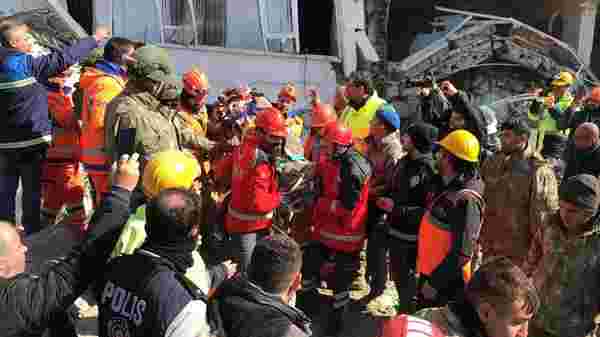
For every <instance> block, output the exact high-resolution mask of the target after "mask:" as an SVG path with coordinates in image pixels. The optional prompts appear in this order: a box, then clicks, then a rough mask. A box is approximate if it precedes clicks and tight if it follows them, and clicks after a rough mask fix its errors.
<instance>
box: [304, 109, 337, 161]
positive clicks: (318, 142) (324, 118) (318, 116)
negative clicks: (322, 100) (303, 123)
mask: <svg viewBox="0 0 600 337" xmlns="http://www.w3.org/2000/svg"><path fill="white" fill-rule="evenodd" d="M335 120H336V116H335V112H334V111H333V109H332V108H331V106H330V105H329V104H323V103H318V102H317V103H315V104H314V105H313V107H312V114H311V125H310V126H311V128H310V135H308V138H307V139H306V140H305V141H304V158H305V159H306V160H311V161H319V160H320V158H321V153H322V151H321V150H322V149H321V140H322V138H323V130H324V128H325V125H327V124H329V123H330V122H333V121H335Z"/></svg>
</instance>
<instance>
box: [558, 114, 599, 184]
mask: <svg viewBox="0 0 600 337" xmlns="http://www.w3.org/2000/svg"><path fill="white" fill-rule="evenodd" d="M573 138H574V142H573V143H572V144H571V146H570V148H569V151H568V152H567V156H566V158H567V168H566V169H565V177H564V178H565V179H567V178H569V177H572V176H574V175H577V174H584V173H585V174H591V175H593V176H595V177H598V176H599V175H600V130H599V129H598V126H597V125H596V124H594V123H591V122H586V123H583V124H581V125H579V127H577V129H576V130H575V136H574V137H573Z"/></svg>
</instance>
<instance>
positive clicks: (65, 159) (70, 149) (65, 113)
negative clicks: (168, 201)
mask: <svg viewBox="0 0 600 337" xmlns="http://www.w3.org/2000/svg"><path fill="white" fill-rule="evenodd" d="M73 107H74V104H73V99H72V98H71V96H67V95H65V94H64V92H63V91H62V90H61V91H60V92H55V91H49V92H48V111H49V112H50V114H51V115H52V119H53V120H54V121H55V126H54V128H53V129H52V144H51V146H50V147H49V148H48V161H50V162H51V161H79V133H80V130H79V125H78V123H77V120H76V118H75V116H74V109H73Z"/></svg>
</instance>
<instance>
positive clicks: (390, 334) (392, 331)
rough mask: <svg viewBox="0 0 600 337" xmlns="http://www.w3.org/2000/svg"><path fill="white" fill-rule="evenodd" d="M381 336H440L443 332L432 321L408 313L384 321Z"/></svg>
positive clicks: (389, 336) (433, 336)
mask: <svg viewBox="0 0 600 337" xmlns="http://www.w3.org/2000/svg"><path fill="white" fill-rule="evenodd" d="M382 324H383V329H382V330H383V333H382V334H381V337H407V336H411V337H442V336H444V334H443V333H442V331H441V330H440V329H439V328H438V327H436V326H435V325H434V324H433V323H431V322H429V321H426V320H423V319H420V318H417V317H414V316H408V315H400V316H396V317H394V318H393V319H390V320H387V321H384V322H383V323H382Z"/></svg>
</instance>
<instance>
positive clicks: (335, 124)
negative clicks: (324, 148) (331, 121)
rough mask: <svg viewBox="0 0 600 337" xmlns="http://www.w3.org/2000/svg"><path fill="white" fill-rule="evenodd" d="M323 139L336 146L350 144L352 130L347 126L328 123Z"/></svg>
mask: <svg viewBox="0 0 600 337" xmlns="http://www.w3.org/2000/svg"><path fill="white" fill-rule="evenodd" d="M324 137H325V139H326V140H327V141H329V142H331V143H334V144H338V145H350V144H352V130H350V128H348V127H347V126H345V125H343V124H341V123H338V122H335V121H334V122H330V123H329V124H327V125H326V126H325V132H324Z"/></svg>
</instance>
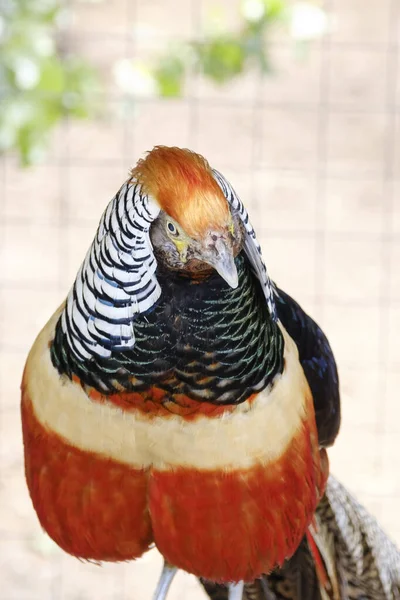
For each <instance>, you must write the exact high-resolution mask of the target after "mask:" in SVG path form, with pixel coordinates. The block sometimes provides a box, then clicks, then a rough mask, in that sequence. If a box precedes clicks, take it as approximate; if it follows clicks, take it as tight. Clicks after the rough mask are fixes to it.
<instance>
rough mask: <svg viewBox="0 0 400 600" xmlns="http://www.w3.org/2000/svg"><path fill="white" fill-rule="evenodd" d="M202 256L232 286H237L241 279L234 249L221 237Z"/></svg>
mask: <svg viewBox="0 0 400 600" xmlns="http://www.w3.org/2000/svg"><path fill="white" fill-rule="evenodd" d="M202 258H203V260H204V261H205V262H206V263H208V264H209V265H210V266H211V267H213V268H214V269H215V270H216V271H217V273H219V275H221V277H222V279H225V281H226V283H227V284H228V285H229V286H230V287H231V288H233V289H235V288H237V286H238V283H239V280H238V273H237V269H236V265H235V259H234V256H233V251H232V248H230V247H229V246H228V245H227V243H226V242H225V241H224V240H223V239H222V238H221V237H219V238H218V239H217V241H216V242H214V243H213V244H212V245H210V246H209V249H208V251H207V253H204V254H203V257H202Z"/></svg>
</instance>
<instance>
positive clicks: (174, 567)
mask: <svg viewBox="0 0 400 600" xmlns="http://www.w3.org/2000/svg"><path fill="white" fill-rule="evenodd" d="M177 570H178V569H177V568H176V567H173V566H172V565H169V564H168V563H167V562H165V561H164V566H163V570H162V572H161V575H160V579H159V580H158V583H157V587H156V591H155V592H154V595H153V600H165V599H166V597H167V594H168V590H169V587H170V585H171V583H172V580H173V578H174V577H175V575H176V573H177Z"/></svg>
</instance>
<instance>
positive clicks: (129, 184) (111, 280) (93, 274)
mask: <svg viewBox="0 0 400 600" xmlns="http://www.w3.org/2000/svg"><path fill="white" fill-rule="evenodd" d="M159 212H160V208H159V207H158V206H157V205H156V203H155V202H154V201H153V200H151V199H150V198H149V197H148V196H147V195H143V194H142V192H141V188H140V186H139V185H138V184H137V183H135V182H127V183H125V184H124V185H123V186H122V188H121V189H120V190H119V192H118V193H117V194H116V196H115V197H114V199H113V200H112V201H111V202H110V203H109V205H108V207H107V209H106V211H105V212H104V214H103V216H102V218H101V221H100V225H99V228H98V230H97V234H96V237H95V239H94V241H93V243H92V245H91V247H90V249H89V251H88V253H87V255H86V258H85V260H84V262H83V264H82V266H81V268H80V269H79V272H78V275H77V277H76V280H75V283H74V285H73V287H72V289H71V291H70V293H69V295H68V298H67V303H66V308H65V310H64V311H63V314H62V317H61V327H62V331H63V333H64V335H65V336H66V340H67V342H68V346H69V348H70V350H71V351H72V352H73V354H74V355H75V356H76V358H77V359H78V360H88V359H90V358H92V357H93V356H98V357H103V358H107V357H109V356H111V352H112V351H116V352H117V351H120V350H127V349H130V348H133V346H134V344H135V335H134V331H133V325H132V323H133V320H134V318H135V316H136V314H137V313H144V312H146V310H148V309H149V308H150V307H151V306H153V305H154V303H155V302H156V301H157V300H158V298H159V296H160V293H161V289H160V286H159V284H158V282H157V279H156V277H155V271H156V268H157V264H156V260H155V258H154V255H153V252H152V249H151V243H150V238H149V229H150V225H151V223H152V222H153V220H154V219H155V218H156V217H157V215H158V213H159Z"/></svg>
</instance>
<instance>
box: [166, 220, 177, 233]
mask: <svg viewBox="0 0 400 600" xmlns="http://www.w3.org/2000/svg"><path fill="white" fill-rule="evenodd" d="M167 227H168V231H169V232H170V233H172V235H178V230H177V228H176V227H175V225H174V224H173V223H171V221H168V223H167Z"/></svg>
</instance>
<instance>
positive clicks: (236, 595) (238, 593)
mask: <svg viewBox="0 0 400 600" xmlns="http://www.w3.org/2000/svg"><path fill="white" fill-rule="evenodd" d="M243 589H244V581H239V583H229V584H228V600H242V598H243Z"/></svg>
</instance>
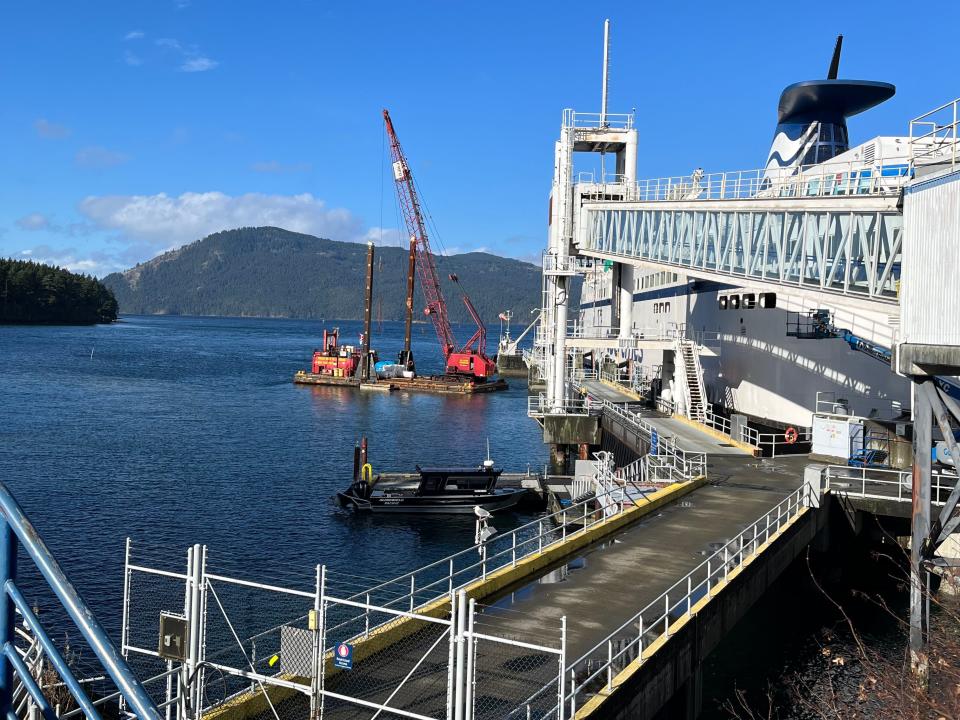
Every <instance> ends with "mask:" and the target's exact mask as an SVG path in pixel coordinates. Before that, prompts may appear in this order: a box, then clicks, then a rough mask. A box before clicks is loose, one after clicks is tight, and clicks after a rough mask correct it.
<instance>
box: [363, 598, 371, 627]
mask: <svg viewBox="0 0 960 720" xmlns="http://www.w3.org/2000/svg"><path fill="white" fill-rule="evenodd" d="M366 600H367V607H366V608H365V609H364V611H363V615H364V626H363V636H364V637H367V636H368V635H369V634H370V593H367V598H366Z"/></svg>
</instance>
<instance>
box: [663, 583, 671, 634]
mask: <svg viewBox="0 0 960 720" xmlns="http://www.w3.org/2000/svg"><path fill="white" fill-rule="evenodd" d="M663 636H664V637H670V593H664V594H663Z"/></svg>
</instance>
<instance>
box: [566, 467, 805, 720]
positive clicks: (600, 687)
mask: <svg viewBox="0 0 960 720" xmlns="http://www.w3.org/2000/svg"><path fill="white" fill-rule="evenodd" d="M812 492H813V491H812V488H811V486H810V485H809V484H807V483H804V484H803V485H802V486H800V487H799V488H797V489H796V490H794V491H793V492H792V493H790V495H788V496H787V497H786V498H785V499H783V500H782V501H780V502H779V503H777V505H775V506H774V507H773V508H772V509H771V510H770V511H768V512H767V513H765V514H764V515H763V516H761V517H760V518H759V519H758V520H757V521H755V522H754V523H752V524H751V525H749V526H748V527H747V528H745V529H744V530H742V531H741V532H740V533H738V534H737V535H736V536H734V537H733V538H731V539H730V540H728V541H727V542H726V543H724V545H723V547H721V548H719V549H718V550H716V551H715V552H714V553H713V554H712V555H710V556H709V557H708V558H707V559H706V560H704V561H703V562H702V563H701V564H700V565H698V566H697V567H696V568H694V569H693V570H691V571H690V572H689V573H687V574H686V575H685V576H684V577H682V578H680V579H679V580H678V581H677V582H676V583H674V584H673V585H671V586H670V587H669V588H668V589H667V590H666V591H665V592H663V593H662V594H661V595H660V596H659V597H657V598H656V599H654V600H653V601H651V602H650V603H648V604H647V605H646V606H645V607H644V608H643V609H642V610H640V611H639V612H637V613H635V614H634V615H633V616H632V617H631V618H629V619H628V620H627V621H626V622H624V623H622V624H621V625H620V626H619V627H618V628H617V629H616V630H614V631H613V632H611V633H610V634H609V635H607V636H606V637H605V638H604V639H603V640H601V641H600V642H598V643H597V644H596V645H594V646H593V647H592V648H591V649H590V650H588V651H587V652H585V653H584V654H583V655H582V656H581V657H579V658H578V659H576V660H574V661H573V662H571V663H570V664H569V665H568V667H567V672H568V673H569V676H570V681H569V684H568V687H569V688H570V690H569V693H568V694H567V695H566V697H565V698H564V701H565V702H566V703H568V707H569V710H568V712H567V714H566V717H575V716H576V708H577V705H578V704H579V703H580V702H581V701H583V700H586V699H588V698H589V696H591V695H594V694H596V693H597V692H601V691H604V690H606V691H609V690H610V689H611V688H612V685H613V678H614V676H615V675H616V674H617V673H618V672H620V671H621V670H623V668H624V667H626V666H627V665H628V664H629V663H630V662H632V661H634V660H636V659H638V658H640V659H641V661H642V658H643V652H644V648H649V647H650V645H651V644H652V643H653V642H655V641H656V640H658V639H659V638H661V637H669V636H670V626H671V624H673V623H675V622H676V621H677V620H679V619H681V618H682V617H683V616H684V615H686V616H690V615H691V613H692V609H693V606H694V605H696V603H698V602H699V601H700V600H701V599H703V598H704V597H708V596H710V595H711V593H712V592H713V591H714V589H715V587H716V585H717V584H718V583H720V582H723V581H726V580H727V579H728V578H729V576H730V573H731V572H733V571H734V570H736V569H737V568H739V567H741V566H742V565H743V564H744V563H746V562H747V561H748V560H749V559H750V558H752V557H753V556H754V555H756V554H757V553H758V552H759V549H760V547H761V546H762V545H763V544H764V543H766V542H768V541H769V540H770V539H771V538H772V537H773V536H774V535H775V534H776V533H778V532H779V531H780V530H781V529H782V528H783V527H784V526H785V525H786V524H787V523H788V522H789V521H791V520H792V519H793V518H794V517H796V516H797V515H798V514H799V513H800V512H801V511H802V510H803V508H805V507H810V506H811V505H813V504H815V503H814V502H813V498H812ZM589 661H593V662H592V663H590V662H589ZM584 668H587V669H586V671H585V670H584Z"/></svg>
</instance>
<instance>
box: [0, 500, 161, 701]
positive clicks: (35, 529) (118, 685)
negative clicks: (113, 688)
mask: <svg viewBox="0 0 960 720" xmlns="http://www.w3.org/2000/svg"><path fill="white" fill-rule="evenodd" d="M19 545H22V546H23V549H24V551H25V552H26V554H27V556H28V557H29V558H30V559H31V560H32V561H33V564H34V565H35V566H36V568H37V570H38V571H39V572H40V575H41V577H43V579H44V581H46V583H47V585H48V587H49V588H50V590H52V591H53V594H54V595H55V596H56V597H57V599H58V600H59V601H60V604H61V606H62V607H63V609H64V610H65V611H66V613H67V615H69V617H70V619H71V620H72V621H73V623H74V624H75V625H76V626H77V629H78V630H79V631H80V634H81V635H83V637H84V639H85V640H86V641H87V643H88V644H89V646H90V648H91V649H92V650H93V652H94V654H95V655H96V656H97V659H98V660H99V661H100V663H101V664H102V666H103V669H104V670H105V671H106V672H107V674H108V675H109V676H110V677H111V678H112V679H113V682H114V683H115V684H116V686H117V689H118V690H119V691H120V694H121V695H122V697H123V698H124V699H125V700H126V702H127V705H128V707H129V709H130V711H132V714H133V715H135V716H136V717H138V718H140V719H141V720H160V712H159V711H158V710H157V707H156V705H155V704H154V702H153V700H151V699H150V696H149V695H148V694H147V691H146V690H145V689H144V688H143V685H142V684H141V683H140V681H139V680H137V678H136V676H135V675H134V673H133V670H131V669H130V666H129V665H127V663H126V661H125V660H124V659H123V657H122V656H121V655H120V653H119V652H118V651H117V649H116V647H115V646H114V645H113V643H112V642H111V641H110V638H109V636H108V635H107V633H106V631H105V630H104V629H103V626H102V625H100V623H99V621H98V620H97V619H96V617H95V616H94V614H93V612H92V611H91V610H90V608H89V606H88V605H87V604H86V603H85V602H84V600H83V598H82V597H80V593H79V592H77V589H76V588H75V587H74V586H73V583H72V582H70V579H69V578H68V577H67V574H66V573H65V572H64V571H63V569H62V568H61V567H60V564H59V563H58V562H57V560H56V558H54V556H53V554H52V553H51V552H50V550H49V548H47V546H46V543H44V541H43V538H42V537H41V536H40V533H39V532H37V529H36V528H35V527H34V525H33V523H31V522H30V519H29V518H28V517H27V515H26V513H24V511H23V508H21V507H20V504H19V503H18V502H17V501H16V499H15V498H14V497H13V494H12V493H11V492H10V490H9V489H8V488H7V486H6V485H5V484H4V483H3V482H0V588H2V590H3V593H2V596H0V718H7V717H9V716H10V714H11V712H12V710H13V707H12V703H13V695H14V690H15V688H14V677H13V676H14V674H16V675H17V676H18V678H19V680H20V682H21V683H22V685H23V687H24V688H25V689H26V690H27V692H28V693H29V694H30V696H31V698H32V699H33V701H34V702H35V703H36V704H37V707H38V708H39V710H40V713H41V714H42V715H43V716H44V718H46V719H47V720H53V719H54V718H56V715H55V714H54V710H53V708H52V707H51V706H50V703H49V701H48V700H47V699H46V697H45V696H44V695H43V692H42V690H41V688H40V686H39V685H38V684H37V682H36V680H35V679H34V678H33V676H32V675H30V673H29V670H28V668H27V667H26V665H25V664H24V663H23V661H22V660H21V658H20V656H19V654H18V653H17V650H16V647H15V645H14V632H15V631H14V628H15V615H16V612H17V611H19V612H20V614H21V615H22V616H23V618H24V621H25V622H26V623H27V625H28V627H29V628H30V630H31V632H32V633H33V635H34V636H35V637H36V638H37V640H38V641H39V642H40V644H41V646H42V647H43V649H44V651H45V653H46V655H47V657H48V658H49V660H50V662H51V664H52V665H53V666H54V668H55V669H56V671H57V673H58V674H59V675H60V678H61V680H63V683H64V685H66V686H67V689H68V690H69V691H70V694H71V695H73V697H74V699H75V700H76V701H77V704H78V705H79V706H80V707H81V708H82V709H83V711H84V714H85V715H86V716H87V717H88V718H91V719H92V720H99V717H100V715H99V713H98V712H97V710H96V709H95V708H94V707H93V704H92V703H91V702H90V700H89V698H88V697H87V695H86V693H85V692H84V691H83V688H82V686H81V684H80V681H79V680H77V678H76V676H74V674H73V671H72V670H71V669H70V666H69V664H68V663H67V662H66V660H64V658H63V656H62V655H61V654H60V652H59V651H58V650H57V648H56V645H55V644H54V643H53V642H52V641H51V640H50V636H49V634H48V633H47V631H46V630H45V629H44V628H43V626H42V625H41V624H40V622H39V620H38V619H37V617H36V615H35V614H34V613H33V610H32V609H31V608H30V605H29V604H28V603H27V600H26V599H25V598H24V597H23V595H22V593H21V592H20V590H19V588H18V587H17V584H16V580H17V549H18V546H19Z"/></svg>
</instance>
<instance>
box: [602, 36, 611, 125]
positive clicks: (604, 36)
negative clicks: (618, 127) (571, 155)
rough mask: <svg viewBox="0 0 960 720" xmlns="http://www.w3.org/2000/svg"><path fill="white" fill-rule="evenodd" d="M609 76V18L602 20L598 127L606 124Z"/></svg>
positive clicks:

----

Your assignment →
Pictures stay out. Print the data exactly, from its first line through the line containing "positive clicks: (318, 142)".

Answer box →
For every <instance> block, output the exact high-resolution mask of the target after "mask:" as an SVG path with coordinates in image pixels. The optional prompts appear in this order: a box, then clicks, then a rough mask. A box is approximate if it precedes clicks and tight if it follows them, and clicks after a rough mask fix its errors.
<instance>
box: [304, 109, 337, 161]
positive clicks: (318, 142) (324, 118) (318, 116)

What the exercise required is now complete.